• Available records:
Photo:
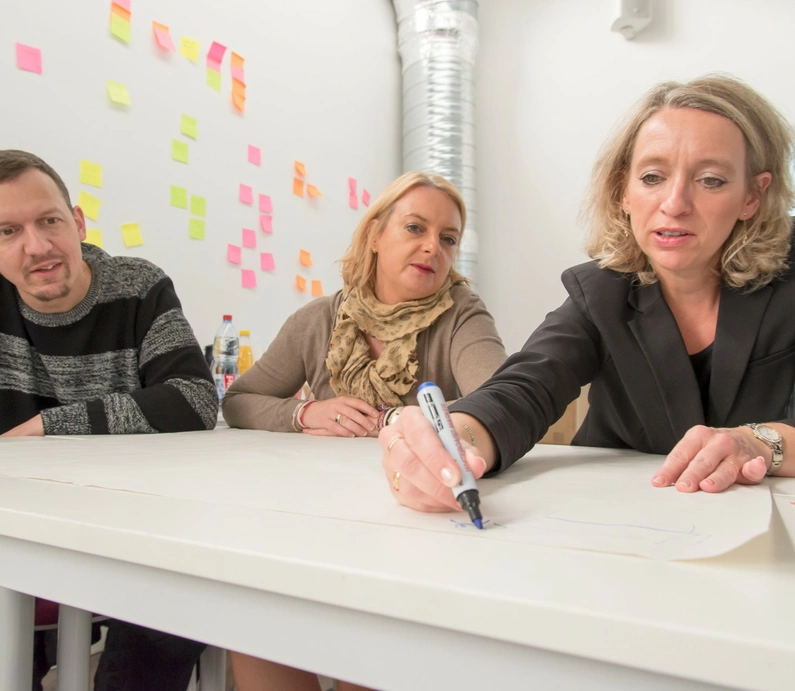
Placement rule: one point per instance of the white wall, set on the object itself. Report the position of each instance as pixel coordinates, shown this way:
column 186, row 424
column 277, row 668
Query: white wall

• What is asked: Write out every line of the records above word for word, leaving out the pictures.

• Output of the exercise:
Photo:
Placement rule: one point per instance of the white wall, set on the object itself. Report the position of each instance as pixel coordinates, shown this way:
column 186, row 424
column 277, row 668
Query: white wall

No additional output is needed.